RECORDED DATA Block Start

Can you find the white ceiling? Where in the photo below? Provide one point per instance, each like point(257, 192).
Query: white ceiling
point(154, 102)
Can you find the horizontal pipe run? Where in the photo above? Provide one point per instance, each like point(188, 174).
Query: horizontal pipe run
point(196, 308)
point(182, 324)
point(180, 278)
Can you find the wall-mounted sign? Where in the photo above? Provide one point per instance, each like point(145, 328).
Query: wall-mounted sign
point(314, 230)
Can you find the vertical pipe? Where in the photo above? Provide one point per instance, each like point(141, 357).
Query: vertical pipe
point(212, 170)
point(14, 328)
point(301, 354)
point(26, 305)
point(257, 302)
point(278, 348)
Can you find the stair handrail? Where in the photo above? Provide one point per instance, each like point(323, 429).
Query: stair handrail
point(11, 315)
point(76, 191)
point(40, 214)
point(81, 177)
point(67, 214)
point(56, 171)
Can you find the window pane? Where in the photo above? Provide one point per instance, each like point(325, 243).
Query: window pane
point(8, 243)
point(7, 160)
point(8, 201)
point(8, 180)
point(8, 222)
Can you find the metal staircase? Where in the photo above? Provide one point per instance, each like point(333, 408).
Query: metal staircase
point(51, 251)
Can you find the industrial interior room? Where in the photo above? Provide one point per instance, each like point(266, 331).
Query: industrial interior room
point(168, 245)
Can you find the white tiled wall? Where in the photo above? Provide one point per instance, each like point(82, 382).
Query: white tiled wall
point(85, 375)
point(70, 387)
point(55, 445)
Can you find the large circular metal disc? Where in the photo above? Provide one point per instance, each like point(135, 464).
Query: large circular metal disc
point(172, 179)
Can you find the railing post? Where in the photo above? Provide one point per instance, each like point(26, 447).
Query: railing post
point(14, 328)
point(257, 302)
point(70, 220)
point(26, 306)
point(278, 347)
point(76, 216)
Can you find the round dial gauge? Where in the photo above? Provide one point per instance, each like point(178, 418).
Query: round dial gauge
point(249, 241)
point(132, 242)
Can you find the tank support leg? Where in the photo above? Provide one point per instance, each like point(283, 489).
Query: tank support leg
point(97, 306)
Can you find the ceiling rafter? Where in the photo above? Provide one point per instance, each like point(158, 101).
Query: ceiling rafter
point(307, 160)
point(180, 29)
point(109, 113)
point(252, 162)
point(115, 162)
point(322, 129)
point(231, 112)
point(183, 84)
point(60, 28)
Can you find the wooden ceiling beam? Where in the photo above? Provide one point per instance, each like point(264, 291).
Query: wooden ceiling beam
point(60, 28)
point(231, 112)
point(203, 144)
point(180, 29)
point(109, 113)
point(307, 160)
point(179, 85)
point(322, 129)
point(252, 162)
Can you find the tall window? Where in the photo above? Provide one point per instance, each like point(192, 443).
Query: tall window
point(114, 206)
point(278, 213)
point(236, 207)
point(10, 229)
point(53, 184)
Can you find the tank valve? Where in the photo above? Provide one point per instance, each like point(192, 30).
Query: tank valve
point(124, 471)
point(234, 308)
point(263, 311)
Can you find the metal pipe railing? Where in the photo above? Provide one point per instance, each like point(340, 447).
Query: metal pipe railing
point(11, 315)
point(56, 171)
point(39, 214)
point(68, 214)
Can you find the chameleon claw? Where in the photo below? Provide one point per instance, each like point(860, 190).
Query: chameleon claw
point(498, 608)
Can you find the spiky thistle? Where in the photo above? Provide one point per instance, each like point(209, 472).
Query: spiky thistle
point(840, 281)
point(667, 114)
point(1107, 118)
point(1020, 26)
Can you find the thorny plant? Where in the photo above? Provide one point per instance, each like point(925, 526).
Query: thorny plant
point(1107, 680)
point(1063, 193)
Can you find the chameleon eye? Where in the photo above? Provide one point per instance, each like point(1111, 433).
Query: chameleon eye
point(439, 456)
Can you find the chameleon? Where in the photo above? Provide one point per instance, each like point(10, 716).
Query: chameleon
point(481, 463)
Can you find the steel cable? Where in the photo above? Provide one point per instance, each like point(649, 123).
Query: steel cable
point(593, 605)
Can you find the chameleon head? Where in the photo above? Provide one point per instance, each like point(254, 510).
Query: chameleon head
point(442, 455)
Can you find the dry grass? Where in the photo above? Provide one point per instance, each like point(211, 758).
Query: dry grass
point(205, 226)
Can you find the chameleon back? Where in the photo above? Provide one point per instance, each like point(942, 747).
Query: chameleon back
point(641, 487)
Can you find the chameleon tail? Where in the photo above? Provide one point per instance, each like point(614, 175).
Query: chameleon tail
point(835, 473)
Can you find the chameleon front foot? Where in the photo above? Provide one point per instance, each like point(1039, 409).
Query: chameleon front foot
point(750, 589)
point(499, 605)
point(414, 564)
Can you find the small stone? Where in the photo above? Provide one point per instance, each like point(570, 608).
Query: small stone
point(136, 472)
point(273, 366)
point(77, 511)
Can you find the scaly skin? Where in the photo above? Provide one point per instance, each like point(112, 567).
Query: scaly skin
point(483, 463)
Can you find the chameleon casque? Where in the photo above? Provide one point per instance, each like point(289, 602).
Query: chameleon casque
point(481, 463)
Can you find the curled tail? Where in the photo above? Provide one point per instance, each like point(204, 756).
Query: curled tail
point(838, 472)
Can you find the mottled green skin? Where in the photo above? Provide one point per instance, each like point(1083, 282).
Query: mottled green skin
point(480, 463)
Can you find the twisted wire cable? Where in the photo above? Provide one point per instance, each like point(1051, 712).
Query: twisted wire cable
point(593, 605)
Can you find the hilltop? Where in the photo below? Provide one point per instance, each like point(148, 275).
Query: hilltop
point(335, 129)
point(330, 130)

RECORDED DATA Block End

EXERCISE REQUIREMENTS: Across the material, report every line that has the word "below".

RESPONSE TO THE EXERCISE:
Can you find the white ceiling? Where in the photo below? Provide one point per instance, each like point(257, 192).
Can you find the chameleon claw? Where in the photo below? Provide one point per instance, each like point(860, 190).
Can you find the hilltop? Where in the photo below? Provide one point per instance, each like point(148, 275).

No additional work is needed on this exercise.